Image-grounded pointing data

*****

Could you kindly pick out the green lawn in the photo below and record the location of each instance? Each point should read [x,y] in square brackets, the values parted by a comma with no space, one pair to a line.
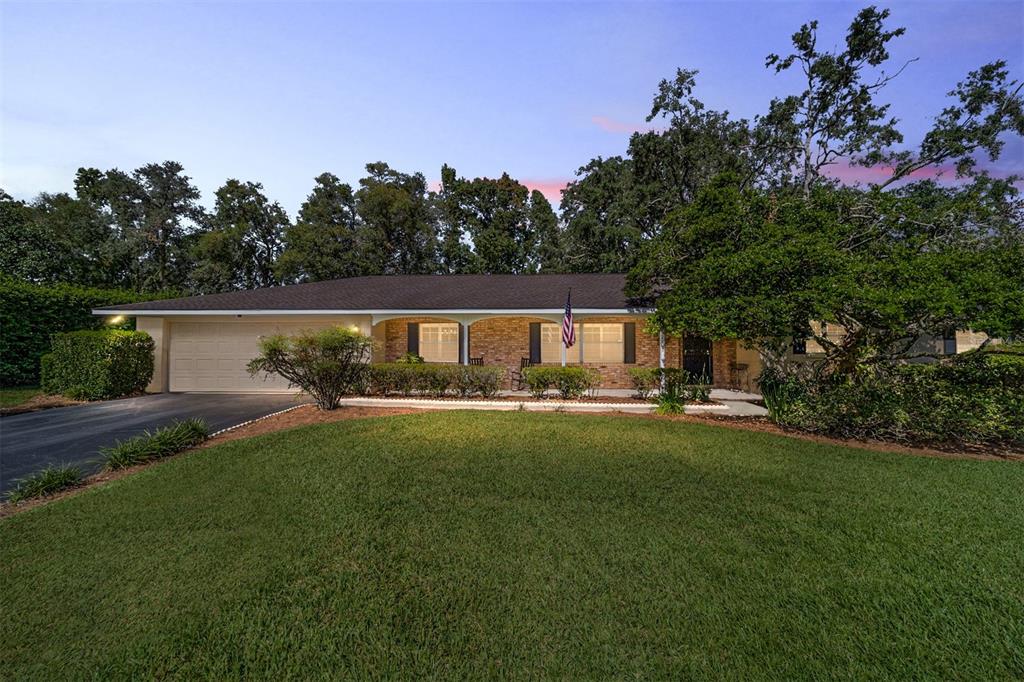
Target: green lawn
[520,545]
[10,397]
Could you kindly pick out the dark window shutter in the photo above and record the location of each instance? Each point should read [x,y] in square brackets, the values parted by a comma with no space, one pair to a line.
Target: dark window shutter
[414,338]
[535,342]
[630,345]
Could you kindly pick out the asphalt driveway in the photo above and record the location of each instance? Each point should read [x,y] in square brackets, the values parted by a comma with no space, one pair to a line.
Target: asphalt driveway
[74,435]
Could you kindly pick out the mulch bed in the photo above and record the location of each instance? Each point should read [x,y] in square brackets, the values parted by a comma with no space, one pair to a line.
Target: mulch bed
[39,402]
[609,399]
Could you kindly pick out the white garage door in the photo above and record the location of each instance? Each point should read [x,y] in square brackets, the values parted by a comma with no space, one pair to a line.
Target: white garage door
[212,354]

*****

_Exercise goal_. Every line of the records above should be copied exactly, while the pictures are left behind.

_Result_.
Could you kindly pick out the green lawn in the photo below and record the location of each instance? Each point should read [x,y] in square brackets, the values parted by a comma with no space, one pair to a line.
Target: green lawn
[520,545]
[10,397]
Could you kindly pick out the dark window shutter in the photo above and record the location of each instance? Each point should read [x,y] in square brackets, the values parted by a comma with no space, one pair to a line.
Target: dark window shutter
[414,338]
[535,342]
[630,345]
Could you kindly pick out the asphalt driveway in the photo above and record the location of each instance? Each point should read [x,y] in square brackets, the values parted by a comma with no space, one pair to a line.
Target: asphalt driveway
[74,435]
Could you kindly pick out the mulch bed in the photo above and record the location of each instance? Each point should read [x,y] in square brackets, the values parted by a comma with no space, one pair to a line.
Target: mulch bed
[39,402]
[609,399]
Could you kindly pick out the white garage door in the photo above and record the location of each instance? Each point should read [x,y] in square brackets, the values parted by a comma with no space, one pair to a line.
Target: white garage door
[212,354]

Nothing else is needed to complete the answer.